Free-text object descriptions
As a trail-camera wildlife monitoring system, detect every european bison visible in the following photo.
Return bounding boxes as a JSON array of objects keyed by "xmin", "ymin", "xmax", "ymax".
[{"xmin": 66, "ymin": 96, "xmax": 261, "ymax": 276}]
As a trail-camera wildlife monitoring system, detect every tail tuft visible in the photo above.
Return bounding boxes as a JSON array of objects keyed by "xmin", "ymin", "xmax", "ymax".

EXERCISE REQUIREMENTS: What lines of the data include the word "trail"? Copy each of them.

EXERCISE SOLUTION:
As a trail-camera wildlife monitoring system, detect every european bison visible in the following photo.
As a trail-camera wildlife monitoring system, detect every tail tuft visible in the photo above.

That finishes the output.